- [DOCUMENT SOURCE]
▽
A l’heure où tout le monde s’extasie devant les prouesses de Chat-GPT, l’IA peut-elle être une mine d’or dans le cas du recrutement? Bien que les promesses soient nombreuses (gain de temps, meilleure sélection des profils…), l’IA appliquée aux recrutements soulève de réelles questions. Notre article se propose de vous aider à y voir plus clair.
Quel est le cadre légal pour l’IA ?
Pour la France comme pour l’Union européenne, un projet de règlement a été édicté en avril 2021. Il se nomme AI Act. Ce dernier classe les systèmes destinés à servir pour le recrutement (ou encore pour la sélection de personnes physiques) dans une catégorie intitulée « systèmes d’IA à haut risque ». Cette catégorie englobe les systèmes d’IA qui peuvent avoir des effets négatifs potentiels sur les droits fondamentaux des citoyens européens. Petit à petit, il est prévu que ce texte va s’étoffer, en intégrant des règles spécifiques et des audits réguliers pour les logiciels d’IA.
Jusqu’à présent, tant le droit du travail français que les règlements européens sont dotés de cadres généraux qui ont pour objectif de protéger les candidats lors du processus d’embauche. Néanmoins, les inégalités sont telles entre les différents États de l’UE qu’un règlement européen global sur l’IA apparaît indispensable.
△
- [CONSIGNE] Recopiez le passage de l'article sur l'IA dans le recrutement, depuis « Pour la France » jusqu'à « les logiciels d’IA. » inclus.

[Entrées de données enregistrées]
▽
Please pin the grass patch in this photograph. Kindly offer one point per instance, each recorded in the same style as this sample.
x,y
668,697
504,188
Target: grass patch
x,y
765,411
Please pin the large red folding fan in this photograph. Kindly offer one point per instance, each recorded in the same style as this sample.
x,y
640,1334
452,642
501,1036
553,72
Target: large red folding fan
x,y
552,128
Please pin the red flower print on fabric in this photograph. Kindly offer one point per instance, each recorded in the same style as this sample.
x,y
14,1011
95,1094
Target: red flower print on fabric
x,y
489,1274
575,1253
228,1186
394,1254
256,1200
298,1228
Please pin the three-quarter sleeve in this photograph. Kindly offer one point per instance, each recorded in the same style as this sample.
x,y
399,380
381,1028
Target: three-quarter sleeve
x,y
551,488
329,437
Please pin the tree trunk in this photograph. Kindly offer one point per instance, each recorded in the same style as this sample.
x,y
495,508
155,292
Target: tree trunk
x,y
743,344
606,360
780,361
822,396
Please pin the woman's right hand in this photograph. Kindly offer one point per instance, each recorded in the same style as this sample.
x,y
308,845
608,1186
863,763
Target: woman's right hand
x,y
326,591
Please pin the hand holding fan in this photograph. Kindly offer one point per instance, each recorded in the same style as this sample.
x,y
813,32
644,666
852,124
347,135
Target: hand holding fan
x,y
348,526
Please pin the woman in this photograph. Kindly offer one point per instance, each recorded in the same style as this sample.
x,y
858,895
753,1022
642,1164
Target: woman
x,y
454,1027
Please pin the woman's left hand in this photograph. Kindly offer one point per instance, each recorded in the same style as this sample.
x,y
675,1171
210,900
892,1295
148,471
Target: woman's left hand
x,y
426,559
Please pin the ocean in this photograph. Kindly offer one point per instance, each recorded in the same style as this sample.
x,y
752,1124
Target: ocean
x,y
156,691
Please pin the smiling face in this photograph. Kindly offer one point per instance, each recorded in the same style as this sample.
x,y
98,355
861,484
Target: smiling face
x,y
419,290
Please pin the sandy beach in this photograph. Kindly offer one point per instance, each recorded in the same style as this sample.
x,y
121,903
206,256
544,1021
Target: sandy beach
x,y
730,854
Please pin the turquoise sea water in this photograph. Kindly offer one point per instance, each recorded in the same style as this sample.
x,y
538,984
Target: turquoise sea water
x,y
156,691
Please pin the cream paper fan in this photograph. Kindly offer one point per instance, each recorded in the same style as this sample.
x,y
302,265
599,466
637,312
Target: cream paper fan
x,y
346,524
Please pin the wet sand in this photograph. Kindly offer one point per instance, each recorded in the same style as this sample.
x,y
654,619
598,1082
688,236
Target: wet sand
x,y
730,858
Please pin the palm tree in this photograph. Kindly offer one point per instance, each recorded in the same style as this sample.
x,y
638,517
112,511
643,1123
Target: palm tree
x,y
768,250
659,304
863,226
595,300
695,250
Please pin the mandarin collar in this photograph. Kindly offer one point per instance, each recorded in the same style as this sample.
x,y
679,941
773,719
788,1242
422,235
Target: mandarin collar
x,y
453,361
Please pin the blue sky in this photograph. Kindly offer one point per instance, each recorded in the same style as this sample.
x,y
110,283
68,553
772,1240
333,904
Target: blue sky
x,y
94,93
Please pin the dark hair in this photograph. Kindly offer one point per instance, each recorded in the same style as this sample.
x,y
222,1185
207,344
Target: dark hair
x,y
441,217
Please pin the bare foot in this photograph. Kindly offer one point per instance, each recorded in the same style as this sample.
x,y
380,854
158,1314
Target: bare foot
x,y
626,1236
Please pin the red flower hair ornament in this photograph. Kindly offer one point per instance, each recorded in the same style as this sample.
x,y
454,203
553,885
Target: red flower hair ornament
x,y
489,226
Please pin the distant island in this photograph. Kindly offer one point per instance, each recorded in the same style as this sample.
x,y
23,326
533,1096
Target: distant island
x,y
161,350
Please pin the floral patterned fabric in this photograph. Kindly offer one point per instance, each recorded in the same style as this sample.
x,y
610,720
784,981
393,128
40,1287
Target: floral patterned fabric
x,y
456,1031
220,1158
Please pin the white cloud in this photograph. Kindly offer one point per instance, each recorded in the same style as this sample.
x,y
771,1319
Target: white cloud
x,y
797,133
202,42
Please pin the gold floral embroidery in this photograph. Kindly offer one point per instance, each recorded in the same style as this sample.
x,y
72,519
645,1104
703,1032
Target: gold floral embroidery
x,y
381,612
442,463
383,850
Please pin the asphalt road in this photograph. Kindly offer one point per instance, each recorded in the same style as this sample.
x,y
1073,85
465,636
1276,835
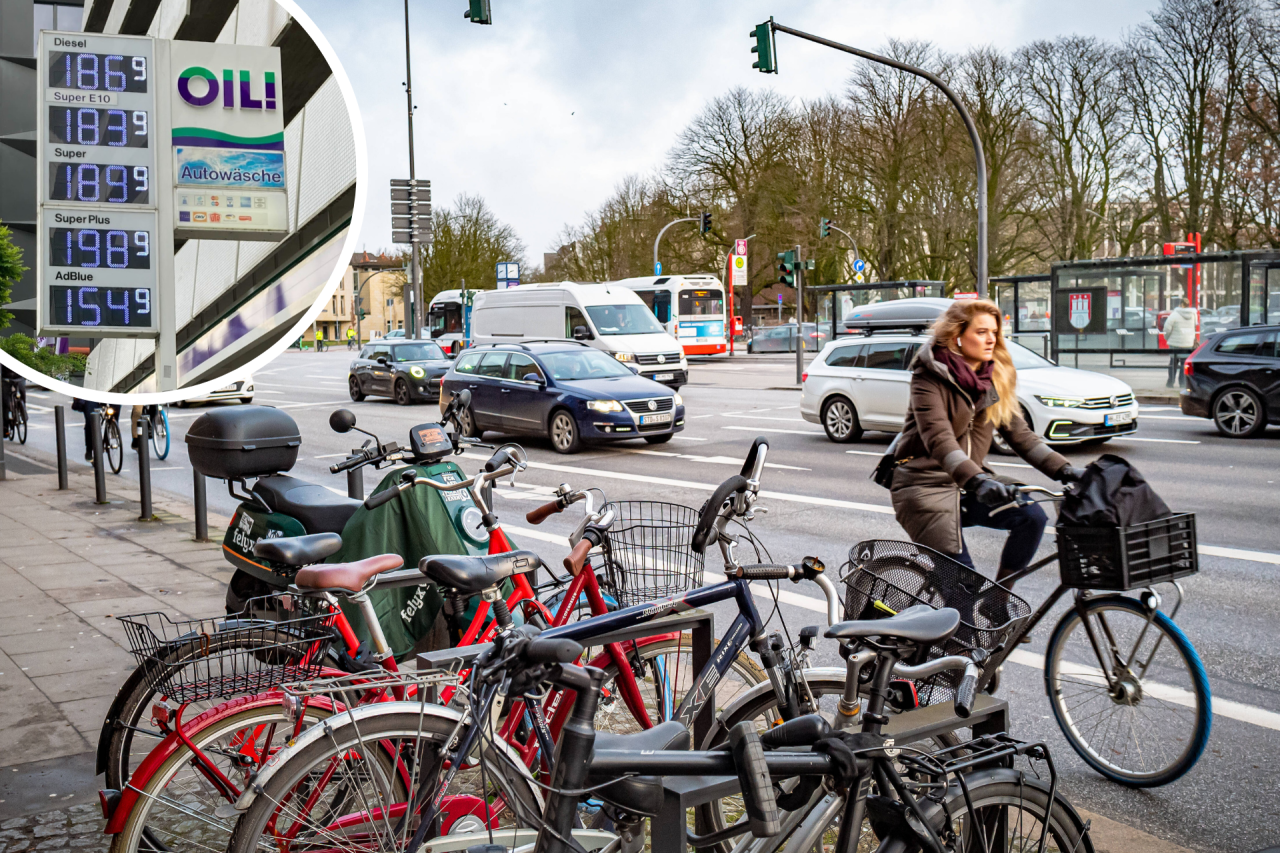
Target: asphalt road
x,y
822,502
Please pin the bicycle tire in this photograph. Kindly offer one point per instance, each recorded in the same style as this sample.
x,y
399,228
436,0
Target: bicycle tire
x,y
155,822
160,432
113,447
1196,685
405,731
120,730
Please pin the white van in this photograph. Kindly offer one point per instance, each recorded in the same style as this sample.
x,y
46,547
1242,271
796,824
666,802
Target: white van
x,y
612,319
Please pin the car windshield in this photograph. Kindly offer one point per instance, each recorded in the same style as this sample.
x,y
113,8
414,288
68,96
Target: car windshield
x,y
419,352
584,364
624,319
1024,359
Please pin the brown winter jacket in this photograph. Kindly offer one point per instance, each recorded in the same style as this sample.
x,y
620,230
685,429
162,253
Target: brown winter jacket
x,y
944,443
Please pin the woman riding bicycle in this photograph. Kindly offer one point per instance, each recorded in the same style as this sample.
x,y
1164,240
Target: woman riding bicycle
x,y
963,388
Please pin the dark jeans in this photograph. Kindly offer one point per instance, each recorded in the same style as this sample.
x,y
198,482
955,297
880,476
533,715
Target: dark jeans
x,y
1025,525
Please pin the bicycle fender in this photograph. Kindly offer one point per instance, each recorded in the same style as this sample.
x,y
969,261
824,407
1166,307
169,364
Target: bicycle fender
x,y
767,687
321,730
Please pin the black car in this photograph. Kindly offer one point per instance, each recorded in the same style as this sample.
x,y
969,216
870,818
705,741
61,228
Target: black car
x,y
1234,378
405,370
563,389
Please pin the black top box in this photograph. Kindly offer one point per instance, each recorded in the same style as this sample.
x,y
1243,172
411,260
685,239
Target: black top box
x,y
243,441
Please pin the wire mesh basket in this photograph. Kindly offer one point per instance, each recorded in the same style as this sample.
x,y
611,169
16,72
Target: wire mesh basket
x,y
648,551
903,574
274,639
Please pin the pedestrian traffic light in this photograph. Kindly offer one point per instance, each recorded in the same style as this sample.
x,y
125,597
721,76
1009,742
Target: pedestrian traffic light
x,y
763,36
787,268
479,12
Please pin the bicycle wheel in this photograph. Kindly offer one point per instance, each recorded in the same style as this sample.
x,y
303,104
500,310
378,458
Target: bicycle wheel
x,y
113,447
334,793
1148,726
160,433
177,803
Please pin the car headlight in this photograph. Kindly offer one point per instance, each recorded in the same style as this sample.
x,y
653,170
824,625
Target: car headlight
x,y
1060,402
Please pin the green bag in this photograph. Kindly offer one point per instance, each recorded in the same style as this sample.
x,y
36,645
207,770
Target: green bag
x,y
421,521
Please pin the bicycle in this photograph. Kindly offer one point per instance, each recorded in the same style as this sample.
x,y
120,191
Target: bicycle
x,y
1125,685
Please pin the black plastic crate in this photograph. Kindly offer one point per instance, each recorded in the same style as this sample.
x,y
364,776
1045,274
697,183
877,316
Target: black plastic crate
x,y
1128,557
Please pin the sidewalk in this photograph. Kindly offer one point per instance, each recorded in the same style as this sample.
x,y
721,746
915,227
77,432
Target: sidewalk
x,y
68,566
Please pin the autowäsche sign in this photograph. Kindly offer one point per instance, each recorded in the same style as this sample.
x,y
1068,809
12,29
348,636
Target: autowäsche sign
x,y
228,142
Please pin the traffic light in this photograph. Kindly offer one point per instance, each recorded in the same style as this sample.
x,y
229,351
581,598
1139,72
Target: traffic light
x,y
787,268
763,36
479,12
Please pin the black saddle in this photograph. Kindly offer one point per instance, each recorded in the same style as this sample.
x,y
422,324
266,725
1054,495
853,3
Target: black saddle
x,y
640,794
918,624
298,551
316,507
472,574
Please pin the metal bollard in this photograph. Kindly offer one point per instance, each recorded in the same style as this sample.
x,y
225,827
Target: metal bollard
x,y
60,429
99,463
201,507
145,468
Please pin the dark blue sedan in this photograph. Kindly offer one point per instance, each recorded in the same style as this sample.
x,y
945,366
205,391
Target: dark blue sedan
x,y
566,391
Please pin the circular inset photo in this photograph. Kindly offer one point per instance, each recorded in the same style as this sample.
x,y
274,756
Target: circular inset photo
x,y
186,204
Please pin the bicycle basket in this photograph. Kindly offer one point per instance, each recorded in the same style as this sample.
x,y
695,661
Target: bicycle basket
x,y
274,639
648,553
901,574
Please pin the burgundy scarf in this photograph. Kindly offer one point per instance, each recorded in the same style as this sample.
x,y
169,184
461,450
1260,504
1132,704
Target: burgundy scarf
x,y
973,383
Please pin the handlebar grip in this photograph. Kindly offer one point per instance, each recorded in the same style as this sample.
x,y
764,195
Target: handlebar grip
x,y
378,498
753,775
551,649
540,514
967,692
766,573
577,556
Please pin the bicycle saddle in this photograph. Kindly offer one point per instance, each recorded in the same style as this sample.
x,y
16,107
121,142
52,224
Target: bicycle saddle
x,y
918,624
640,794
298,551
351,576
472,574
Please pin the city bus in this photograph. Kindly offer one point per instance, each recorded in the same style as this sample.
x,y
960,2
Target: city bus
x,y
691,308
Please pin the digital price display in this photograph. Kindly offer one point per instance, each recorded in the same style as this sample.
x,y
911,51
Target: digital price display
x,y
90,306
97,72
97,182
97,126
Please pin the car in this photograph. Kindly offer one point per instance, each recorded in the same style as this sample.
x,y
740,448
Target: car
x,y
1233,378
407,372
782,338
566,391
240,391
863,383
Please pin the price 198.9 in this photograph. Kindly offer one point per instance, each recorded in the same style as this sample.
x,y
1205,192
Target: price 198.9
x,y
99,249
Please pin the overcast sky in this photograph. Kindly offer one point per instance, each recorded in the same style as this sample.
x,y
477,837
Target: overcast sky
x,y
545,110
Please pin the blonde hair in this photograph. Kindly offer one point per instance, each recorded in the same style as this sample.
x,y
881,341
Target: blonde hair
x,y
952,324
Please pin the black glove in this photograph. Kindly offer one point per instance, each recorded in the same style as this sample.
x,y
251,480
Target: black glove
x,y
988,491
1070,474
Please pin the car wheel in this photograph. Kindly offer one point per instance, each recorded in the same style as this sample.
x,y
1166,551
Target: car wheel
△
- [RÉSULTAT]
Pour la France comme pour l’Union européenne, un projet de règlement a été édicté en avril 2021. Il se nomme AI Act. Ce dernier classe les systèmes destinés à servir pour le recrutement (ou encore pour la sélection de personnes physiques) dans une catégorie intitulée « systèmes d’IA à haut risque ». Cette catégorie englobe les systèmes d’IA qui peuvent avoir des effets négatifs potentiels sur les droits fondamentaux des citoyens européens. Petit à petit, il est prévu que ce texte va s’étoffer, en intégrant des règles spécifiques et des audits réguliers pour les logiciels d’IA.